**SHORT TASK**
Your task is to write out the lines from the line containing "Target: sand surface" through the last line of the material, exactly.

(Records from a collection)
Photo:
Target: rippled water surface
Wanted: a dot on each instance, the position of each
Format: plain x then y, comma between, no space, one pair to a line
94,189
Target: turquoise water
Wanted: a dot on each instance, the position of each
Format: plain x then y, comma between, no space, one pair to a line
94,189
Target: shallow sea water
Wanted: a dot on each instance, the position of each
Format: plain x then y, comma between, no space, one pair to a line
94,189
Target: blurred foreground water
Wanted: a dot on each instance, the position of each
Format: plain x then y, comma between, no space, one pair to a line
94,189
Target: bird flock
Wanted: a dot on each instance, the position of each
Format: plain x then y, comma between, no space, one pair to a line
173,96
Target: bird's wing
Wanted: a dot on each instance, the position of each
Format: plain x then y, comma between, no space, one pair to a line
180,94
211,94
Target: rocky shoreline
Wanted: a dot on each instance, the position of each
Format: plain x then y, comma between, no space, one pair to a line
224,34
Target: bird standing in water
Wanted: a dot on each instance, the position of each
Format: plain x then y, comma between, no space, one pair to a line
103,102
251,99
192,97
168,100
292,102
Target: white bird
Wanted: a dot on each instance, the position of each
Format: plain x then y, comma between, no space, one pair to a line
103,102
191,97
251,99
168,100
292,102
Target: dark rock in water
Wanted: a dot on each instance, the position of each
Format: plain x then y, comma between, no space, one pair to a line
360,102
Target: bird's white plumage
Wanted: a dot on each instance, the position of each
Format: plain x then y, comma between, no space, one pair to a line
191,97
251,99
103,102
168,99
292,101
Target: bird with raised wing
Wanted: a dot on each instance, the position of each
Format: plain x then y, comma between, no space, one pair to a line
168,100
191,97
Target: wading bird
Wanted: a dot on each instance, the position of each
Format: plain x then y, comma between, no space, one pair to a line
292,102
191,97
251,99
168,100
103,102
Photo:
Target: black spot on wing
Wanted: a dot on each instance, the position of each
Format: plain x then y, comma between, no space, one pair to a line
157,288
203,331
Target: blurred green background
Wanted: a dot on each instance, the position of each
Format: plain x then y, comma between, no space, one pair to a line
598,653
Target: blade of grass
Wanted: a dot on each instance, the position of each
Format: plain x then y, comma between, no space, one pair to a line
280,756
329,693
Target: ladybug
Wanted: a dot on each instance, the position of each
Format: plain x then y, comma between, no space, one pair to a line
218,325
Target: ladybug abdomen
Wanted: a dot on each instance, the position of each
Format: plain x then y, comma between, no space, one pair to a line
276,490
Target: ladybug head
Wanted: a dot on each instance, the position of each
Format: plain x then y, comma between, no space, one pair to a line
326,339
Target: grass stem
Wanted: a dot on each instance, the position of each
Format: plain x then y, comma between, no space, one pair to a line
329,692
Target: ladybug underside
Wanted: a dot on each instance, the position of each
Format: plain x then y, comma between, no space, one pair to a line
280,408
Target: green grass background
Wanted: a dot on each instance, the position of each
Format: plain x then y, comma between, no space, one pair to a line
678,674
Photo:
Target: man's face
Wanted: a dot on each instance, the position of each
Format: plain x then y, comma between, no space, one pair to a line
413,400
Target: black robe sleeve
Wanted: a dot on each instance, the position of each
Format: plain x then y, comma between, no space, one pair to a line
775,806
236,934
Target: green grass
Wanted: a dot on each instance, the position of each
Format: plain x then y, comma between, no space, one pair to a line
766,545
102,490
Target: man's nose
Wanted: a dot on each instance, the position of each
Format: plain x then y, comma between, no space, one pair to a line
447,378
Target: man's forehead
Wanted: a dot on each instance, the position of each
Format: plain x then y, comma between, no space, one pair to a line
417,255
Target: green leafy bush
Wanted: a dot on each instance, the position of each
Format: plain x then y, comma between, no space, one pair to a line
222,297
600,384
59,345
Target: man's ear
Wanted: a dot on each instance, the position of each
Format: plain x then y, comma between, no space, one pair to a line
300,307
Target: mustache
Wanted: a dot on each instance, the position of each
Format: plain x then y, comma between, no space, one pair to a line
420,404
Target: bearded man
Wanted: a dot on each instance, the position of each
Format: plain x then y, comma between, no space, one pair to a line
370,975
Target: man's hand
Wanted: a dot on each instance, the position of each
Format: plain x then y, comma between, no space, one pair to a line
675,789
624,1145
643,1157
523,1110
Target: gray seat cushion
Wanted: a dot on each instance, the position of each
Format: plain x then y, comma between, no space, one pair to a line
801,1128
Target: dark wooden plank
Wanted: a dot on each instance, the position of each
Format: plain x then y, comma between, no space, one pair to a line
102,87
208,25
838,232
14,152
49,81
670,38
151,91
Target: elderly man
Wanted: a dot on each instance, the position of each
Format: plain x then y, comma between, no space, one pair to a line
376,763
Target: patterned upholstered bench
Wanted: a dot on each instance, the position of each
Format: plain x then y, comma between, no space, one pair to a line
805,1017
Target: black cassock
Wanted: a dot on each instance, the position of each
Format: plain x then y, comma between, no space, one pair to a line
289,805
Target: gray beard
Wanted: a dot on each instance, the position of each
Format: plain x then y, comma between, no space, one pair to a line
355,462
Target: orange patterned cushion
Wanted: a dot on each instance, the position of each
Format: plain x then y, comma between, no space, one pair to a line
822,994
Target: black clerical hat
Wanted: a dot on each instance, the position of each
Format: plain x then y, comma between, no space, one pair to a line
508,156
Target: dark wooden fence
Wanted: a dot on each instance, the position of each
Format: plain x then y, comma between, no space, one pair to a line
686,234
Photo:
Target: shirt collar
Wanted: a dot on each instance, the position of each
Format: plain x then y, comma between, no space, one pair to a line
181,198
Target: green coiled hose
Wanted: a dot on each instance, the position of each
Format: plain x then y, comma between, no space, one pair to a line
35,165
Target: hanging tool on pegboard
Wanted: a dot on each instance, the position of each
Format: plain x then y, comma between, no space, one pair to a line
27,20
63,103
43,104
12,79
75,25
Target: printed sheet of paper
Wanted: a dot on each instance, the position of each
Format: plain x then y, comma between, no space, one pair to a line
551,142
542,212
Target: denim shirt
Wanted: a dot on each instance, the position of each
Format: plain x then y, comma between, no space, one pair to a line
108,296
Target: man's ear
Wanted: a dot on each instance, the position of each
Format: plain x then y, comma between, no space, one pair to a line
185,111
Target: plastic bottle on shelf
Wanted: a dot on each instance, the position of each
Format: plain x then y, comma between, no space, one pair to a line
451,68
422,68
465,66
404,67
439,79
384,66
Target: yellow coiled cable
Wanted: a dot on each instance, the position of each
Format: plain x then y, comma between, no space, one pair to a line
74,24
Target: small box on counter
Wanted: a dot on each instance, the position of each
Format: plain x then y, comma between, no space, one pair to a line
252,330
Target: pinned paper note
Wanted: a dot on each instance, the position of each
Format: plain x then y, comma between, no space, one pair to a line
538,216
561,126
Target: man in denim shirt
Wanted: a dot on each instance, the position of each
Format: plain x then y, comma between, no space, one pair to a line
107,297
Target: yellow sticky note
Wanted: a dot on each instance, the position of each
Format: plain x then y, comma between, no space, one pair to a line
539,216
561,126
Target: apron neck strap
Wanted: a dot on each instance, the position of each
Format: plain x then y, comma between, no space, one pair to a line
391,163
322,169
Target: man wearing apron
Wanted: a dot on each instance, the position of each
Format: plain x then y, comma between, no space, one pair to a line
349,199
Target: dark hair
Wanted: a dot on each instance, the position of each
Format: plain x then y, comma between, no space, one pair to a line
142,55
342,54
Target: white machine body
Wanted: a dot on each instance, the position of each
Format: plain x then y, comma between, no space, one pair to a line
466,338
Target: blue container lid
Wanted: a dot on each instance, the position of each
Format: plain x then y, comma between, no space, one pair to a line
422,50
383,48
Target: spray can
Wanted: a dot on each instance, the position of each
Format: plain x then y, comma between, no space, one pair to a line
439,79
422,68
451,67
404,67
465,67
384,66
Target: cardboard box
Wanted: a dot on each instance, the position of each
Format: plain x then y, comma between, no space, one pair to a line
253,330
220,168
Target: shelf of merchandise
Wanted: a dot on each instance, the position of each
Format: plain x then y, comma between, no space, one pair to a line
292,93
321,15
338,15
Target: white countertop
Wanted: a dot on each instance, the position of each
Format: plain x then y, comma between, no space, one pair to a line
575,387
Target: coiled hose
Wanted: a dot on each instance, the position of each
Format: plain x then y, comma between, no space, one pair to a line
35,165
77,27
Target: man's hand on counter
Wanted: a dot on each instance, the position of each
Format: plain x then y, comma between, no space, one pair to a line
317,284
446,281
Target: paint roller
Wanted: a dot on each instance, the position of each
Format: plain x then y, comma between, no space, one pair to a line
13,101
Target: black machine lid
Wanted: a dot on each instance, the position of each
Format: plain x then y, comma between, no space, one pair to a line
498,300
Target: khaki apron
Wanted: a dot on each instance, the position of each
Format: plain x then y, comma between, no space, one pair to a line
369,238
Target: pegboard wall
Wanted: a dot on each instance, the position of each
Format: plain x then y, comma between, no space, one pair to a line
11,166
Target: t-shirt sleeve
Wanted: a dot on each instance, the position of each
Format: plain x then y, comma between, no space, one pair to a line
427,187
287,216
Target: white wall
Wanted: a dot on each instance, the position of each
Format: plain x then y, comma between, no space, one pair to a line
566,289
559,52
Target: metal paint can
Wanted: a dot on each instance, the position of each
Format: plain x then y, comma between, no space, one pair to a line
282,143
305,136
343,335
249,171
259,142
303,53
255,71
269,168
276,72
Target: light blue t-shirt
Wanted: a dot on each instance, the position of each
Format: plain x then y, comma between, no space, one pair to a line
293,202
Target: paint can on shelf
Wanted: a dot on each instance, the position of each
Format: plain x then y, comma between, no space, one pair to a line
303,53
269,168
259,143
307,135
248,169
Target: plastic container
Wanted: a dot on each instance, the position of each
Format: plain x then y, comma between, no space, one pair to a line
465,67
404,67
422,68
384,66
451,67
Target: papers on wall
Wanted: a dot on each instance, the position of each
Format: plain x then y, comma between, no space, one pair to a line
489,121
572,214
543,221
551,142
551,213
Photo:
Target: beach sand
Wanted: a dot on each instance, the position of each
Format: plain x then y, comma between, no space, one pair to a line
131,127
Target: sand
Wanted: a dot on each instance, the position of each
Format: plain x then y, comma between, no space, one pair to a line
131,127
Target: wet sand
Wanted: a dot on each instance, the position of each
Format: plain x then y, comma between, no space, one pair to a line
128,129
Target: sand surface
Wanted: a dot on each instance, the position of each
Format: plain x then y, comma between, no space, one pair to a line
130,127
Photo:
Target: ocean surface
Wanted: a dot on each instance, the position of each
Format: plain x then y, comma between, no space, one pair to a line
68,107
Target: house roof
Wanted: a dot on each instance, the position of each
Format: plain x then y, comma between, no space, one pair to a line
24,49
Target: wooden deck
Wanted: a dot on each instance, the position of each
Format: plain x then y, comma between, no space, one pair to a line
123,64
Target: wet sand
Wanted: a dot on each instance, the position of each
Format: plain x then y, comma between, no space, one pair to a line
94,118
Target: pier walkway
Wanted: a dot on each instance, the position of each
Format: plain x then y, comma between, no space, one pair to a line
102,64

**COMPLETE ANSWER**
Target: sand surface
Wanted: a dot on each instance, the position of each
Format: plain x then y, comma between, no space, one pair to a line
130,127
Photo:
Target: ocean surface
Wanted: a dot on each instance, the position of each
Format: plain x then y, comma between, no space, one pair to a line
68,107
Target: house roof
Wanted: a dot on each instance, the position of each
Format: plain x then y, comma between, no space, one pair to a line
24,49
Target: wooden deck
Wanted: a dot on each instance, the position of each
Format: plain x then y, comma between, no space, one pair to a line
123,64
Target: wet sand
Wanted: a dot on each instance, the position of each
Format: plain x then y, comma between, no space, one pair to a line
94,118
Target: pier walkway
Wanted: a dot on each instance, the position of each
Format: plain x then y, comma between, no space, one pair to a line
102,64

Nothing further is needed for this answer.